Exercise text —
○ ○ ○ ○ ○

"We'd always wanted to have an online platform, but Covid-19 fast-tracked our plans," says Roberta Coci, one part of the all-woman Latitudes team. It includes Lucy MacGarry, who runs the online platform with Coci. Co-founders Makgati Molebatsi and Nokwazi Zimu are involved in the physical fair.
Coci says going digital has changed the art landscape. "Now that there are no barriers like heavy travel costs for exhibitors to come to a physical fair, we have access to many more galleries, artists and sellers on the continent and globally. At a physical fair you have spatial restrictions, which limit the number of exhibitors you can host.
"To put it in perspective, on Nelson Mandela Square we had space for 24 sellers, whereas we already have 140 sellers on our online platform, with more being added on a weekly basis. When it comes to audience, we also have a much broader reach and can target buyers across the globe. What's more, we are gaining so much rich data on who our buyers are and what art they're interested in, which is allowing us to fine-tune our strategy and ensure value for our sellers."

○ ○ ○ ○ ○

Exercise set —
a) In the text about the Latitudes art fair, how many sellers did the space on Nelson Mandela Square hold?
b) Decide whether each statement agrees with the text about the Latitudes art fair: (i) Lucy MacGarry runs the online platform with Coci. (ii) The online platform has fewer sellers than the physical fair had room for. (iii) Covid-19 delayed the plans for an online platform. Answer yes or no for each and quote the words that decide it.
c) Please carry on the text about the Latitudes art fair from its last sentence.

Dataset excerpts
○ ○ ○ ○ ○

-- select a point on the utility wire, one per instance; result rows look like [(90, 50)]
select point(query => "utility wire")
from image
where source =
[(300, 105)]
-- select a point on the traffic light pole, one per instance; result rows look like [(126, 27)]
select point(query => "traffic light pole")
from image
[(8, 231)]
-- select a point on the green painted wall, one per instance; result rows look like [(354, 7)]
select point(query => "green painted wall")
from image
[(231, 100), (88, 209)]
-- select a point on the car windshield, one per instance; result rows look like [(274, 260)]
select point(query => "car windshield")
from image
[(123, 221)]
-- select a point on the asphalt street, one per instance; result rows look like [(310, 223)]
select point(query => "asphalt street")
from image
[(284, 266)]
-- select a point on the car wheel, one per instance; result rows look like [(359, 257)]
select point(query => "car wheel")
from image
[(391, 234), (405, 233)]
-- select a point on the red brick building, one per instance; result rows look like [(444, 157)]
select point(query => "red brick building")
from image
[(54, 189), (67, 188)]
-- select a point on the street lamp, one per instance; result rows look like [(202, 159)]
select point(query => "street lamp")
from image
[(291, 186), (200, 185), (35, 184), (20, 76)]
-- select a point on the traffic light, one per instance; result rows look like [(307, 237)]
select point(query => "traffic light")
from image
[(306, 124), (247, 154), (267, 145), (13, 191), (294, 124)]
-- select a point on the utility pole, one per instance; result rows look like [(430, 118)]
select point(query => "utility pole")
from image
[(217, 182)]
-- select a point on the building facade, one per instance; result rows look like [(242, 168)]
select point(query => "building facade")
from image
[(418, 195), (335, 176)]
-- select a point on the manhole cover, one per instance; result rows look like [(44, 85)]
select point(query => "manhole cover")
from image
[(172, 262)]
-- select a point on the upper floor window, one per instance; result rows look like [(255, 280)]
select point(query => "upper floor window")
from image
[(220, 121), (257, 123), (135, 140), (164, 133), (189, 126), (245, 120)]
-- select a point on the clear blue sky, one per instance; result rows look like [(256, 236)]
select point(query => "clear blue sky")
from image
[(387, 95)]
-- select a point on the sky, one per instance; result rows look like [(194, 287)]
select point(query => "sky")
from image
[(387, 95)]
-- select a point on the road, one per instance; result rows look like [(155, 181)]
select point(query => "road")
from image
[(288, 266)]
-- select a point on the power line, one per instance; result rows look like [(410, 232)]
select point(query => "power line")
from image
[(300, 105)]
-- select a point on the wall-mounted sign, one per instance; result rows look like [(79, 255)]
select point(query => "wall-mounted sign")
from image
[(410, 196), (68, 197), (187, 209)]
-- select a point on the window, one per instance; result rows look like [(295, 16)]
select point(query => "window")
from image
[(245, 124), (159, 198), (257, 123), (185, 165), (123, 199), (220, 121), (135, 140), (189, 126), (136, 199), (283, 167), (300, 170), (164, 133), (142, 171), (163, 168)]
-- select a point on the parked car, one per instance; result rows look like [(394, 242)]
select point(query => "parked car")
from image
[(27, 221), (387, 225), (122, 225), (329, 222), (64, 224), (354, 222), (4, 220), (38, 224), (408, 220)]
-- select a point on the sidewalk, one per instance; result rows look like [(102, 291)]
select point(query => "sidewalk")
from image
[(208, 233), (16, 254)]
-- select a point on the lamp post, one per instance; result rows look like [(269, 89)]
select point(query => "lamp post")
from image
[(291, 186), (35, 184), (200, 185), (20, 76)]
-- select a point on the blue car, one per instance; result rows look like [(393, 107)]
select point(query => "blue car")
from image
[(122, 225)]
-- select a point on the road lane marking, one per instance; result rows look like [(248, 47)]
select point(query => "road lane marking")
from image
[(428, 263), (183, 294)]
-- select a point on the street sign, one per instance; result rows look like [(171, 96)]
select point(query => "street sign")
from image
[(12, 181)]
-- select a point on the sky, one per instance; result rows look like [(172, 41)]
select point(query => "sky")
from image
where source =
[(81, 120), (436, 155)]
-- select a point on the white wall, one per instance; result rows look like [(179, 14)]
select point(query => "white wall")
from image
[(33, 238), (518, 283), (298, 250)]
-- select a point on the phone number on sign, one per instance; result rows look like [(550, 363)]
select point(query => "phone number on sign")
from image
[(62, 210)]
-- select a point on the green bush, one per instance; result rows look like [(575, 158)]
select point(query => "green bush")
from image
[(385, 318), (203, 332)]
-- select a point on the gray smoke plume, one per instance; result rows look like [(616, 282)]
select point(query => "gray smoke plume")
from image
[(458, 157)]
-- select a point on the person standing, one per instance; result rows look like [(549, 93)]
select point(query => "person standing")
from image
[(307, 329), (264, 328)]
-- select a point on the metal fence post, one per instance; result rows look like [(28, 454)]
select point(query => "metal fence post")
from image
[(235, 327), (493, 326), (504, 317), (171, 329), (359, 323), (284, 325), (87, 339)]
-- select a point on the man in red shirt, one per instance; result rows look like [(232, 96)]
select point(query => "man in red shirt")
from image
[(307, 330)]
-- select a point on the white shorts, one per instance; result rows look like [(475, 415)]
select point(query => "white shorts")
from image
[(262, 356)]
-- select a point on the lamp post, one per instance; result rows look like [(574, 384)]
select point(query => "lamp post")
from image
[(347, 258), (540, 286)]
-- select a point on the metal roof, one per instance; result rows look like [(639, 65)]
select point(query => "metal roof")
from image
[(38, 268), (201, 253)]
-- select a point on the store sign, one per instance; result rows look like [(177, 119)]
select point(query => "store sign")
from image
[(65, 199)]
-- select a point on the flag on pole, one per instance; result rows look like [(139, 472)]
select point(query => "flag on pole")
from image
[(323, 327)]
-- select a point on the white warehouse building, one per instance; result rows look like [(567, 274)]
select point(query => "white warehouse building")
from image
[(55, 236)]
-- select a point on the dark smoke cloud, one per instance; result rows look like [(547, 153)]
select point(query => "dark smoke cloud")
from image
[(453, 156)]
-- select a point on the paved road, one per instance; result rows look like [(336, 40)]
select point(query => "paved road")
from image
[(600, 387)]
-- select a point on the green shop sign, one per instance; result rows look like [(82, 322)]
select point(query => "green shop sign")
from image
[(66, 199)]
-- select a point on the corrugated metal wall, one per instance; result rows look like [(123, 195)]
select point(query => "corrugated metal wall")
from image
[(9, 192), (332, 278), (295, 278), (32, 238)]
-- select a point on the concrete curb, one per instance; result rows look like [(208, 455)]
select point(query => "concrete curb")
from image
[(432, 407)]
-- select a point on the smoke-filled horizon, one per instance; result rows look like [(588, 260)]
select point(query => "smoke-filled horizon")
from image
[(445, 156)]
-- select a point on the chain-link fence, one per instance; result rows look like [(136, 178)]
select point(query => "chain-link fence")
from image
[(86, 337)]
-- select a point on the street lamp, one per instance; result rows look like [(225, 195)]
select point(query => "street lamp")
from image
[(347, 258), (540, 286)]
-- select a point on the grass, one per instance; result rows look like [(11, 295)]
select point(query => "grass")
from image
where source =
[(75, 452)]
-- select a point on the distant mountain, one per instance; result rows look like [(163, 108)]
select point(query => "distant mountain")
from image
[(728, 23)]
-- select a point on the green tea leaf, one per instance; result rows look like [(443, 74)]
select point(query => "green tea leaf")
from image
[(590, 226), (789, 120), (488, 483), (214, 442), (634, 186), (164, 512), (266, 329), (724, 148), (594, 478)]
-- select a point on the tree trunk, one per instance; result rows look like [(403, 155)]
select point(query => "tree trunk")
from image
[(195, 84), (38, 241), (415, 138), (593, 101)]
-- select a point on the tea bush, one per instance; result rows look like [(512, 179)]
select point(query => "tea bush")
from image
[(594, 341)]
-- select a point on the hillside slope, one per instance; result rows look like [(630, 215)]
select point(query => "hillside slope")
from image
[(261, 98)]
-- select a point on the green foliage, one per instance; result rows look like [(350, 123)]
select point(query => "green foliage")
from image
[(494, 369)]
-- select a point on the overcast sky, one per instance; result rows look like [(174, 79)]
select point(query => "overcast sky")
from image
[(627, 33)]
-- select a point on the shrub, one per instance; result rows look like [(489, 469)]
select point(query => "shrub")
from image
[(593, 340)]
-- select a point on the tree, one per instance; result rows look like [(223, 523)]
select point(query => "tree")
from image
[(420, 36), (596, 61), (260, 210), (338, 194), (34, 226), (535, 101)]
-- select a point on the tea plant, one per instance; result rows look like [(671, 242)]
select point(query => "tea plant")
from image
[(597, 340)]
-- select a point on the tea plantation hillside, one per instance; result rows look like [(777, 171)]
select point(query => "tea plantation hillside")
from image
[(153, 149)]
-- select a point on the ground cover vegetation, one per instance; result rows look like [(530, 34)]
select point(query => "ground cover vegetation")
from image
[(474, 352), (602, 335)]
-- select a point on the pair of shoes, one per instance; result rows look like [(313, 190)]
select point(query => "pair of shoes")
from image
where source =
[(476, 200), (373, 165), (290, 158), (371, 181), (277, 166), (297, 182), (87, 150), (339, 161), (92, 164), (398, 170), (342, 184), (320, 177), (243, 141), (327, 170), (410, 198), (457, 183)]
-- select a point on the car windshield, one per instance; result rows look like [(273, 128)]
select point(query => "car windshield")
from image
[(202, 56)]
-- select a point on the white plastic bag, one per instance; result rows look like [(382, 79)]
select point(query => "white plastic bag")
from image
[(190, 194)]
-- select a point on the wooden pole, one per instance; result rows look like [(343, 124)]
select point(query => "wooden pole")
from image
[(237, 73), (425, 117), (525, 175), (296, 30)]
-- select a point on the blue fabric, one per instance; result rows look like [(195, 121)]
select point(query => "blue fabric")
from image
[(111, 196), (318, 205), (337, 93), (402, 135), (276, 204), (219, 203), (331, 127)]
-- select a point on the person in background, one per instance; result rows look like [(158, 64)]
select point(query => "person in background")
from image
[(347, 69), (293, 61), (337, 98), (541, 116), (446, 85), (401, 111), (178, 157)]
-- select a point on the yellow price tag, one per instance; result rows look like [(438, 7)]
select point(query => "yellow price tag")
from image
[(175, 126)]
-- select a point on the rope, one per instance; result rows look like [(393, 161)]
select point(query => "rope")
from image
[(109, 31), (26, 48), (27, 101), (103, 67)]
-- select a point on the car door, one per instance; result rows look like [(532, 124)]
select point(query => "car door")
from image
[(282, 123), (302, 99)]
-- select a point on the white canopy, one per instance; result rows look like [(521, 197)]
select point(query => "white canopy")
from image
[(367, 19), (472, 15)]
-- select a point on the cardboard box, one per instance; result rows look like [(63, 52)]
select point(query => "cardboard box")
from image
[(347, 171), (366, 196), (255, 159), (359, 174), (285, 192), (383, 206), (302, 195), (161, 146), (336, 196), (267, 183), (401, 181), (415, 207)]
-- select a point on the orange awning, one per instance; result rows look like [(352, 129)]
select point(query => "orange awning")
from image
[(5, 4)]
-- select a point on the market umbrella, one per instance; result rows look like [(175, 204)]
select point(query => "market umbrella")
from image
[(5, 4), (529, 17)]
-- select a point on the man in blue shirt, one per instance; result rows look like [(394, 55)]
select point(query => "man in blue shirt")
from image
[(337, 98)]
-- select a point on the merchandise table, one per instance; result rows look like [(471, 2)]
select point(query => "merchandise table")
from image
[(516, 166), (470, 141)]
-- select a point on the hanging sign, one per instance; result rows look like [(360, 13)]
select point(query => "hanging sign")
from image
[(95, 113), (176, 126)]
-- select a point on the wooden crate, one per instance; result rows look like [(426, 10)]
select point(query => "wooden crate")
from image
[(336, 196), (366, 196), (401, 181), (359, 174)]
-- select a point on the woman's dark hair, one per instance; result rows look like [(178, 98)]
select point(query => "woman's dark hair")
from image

○ ○ ○ ○ ○

Answers for the exercise —
a) 24 sellers.

b)
(i) Yes: "Lucy MacGarry, who runs the online platform with Coci."
(ii) No: "on Nelson Mandela Square we had space for 24 sellers, whereas we already have 140 sellers on our online platform."
(iii) No: "Covid-19 fast-tracked our plans."

c)
Latitudes represents more than 400 artists on the site. "We're proud that emerging artist Cinthia Binene Sifa sold out her first body of work on the site within three weeks of the launch. There's only one piece remaining of her second body of work. This proves to us that the landscape is shifting and that our aim to create a platform that gives equal agency to independent artists, galleries, curators, not-for-profit organisations and studios was well-timed," says Coci.